- _EXTRACT PROVIDED_:
-----
This guest post is part of our ASC blog series published in conjunction with the meeting of the American Society of Criminology in San Francisco, CA, November 13-16.

By Shannon E. Reid and Matthew Valasik, authors of Alt-Right Gangs: A Hazy Shade of White (forthcoming, Fall 2020)


The public resurgence of the White Power Movement (WPM) in Charlottesville, Virginia was a turning point in United States history. It was at this moment when the WPM, under the banner of the Alt-Right, blipped back on to the radar of mainstream Americans. The level of vitriol and barefaced far-right messaging, with such chants as “blood and soil,” “Jews will not replace us” and “White lives matter” along with brandishing flaming tiki torches evoked the nightmares of a Ku Klux Klan rally. These images shocked many, as public displays of blatant white supremacy had receded from our collative memory in America’s alleged “post-racial” society. Unfortunately, as those studying the far-right would attest, the WPM never disappeared, with the Alt-Right being the WPM’s newest visage.

A subset of the WPM is youthful, and these newly branded Alt-Right gangs, having evolved from supposedly nonaligned groups into semi-structured groups that participate in crime and violence, have caught law enforcement, policymakers, and academics off guard. This has left agencies ill-prepared to understand why youth join these groups, and how to deal with them. Yet, for those who study conventional street gangs, and the violence they engage in, what is being witnessed today with Alt-Right gangs is not unique. It is because of this overlap that gang researchers are placed in a unique position to demystify these groups.
-----
[Dataset entries]
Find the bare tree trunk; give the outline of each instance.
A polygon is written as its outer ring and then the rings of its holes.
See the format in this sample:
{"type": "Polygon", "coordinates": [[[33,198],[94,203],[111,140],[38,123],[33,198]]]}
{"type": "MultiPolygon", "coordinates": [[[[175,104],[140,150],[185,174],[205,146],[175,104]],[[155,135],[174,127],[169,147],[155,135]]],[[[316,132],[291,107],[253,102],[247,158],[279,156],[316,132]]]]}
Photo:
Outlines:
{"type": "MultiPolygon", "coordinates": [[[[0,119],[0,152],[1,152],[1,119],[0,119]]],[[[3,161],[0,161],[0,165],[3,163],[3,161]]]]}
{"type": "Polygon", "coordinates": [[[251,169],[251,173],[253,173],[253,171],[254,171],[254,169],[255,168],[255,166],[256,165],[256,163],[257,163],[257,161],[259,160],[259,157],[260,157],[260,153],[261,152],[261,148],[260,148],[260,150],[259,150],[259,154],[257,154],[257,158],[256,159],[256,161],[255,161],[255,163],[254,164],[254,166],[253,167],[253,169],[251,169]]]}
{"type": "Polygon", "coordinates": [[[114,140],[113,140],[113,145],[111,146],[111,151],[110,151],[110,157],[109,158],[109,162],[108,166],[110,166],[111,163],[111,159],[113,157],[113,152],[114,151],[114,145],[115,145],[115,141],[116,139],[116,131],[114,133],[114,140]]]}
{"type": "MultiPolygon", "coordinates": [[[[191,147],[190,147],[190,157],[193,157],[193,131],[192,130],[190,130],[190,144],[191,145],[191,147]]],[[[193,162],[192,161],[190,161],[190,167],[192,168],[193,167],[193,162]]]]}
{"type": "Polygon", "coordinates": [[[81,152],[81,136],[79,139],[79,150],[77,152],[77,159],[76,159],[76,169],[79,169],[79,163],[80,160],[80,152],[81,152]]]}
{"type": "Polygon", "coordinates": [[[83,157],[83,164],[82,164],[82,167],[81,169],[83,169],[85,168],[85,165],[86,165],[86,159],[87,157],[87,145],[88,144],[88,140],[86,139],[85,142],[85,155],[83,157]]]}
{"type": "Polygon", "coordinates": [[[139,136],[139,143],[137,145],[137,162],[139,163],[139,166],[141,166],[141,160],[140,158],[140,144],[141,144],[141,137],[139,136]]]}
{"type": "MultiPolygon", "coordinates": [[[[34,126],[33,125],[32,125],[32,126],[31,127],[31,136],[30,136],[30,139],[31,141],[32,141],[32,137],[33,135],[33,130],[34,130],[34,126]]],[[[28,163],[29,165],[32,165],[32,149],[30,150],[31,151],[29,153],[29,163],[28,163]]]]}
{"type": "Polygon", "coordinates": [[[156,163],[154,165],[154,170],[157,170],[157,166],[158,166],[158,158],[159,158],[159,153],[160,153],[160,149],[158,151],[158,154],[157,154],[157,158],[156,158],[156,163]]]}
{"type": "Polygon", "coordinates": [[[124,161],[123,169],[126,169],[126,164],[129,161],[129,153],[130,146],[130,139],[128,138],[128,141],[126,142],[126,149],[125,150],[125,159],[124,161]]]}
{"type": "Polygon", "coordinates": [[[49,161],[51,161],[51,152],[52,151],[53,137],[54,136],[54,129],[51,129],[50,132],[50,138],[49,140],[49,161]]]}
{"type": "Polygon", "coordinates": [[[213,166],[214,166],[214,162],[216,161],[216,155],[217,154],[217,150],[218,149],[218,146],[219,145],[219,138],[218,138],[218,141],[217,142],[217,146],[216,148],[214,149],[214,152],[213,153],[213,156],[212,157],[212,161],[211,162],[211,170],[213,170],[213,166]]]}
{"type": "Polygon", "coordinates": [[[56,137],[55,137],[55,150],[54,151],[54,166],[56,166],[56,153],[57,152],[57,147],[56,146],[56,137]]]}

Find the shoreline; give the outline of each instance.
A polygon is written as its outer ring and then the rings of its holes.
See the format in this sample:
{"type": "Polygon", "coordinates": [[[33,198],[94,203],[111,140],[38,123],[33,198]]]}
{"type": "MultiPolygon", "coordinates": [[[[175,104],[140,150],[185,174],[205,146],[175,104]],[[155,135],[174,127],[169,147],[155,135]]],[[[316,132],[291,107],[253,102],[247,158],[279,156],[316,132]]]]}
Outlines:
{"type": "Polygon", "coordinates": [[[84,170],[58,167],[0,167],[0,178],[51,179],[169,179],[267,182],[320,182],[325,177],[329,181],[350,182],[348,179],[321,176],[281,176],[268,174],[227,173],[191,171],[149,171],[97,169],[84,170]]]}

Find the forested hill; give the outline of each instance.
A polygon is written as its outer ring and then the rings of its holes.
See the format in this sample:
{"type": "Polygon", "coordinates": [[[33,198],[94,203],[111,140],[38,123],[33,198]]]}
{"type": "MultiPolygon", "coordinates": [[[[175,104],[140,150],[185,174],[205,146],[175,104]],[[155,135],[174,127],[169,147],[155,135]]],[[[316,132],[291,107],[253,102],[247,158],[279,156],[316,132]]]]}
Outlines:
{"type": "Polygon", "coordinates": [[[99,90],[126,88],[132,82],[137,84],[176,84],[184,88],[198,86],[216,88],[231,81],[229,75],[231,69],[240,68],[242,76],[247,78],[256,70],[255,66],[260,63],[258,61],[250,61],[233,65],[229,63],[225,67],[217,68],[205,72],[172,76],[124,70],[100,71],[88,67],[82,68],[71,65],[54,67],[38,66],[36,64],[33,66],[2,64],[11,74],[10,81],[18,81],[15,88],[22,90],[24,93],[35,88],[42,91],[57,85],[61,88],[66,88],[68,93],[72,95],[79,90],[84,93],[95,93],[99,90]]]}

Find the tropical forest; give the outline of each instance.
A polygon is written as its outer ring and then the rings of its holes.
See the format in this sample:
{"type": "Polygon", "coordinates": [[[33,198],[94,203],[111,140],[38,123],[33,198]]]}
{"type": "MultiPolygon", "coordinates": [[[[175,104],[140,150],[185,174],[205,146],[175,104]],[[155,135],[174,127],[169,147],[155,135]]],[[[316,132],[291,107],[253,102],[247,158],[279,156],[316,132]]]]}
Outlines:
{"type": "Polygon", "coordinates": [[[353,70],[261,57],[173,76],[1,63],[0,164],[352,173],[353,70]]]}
-----
- _THE REQUEST_: Transcribe the part of the post on Alt-Right gangs above, starting at "A subset of" and ending at "demystify these groups.".

- _SOLUTION_:
A subset of the WPM is youthful, and these newly branded Alt-Right gangs, having evolved from supposedly nonaligned groups into semi-structured groups that participate in crime and violence, have caught law enforcement, policymakers, and academics off guard. This has left agencies ill-prepared to understand why youth join these groups, and how to deal with them. Yet, for those who study conventional street gangs, and the violence they engage in, what is being witnessed today with Alt-Right gangs is not unique. It is because of this overlap that gang researchers are placed in a unique position to demystify these groups.